SET PROBLEM 1:
Answer these questions on the review of The Dark Man:
(a) Which two authors of fundamental Christian speculative and spiritual warfare works does the writer wish to have read?
(b) Which show has The Dark Man been compared to?
(c) What does an important character say the dark man cannot be?

SELECTED TEXT:
..............................

Part of my difficulty with interpreting The Dark Man is that I'm unfamiliar with its genre. I wish that I had read some of Stephen King's novels, as well as the fundamental Christian speculative and spiritual warfare works by Frank Peretti and Ted Dekker. Since I haven't read any of those, my suspicion that The Dark Man may have certain similarities to the styles and techniques in those works is, of course, nothing but a suspicion. I have been calling The Dark Man paranormal, and I know that is has been compared to The Twilight Zone (some of the episodes of which I have seen). The difficulty in comparing The Dark Man to The Twilight Zone is that in The Dark Man, the paranormal elements have very little impact upon reality. There are a lot of bizarre visions, as well as the anomalous character of the dark man for which the book is named. The visions have meaning in regard to the plot line, but they never accomplish anything physical, as far as I can tell. Any possibility that the visions may be directly spiritual seems to be refuted by the story, where an important character says that the dark man cannot be a demon. Therefore, The Dark Man is not primarily a spiritual warfare novel. In fact, it is not even extremely speculative, although it has a sense of unexplainable mystery that justifies its claim to be speculative.

..............................

[Data items]

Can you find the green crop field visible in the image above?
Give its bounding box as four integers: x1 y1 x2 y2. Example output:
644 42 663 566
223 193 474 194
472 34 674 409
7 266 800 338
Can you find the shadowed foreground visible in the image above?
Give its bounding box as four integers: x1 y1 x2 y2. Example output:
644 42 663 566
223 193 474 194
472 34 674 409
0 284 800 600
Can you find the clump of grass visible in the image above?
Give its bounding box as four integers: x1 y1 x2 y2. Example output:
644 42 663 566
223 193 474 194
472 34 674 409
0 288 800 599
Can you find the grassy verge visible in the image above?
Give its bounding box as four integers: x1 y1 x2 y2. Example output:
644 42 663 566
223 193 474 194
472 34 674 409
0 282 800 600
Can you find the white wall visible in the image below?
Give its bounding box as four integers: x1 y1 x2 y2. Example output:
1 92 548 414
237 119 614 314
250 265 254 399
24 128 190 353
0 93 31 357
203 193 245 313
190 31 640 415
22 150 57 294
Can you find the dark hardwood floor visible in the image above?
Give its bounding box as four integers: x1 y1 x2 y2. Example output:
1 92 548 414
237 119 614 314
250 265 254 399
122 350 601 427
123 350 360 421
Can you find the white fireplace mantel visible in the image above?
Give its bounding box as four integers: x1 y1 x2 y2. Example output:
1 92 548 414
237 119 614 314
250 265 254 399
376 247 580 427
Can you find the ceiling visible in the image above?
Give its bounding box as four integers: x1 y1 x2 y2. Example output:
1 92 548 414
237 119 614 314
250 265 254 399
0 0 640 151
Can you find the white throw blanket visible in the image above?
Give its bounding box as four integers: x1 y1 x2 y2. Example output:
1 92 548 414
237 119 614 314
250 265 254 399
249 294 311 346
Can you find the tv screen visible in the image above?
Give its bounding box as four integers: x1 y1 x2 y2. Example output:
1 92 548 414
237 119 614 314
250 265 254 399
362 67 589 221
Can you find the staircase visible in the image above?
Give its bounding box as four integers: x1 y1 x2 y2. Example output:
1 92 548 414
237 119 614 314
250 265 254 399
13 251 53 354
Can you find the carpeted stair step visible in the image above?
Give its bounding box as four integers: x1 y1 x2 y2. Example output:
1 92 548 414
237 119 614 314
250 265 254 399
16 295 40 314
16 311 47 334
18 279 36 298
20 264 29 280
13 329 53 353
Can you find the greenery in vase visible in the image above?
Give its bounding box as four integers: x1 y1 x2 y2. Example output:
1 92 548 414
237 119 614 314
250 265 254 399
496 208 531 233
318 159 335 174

..............................

SET PROBLEM 2:
Please copy the data rows word for word, from the line that contains "Can you find the shadowed" through the line that contains "0 288 800 599".

TASK ANSWER 1:
(a) Frank Peretti and Ted Dekker
(b) The Twilight Zone
(c) A demon

TASK ANSWER 2:
Can you find the shadowed foreground visible in the image above?
Give its bounding box as four integers: x1 y1 x2 y2. Example output:
644 42 663 566
223 193 474 194
472 34 674 409
0 284 800 600
Can you find the clump of grass visible in the image above?
Give its bounding box as four integers: x1 y1 x2 y2. Example output:
644 42 663 566
223 193 474 194
472 34 674 409
0 288 800 599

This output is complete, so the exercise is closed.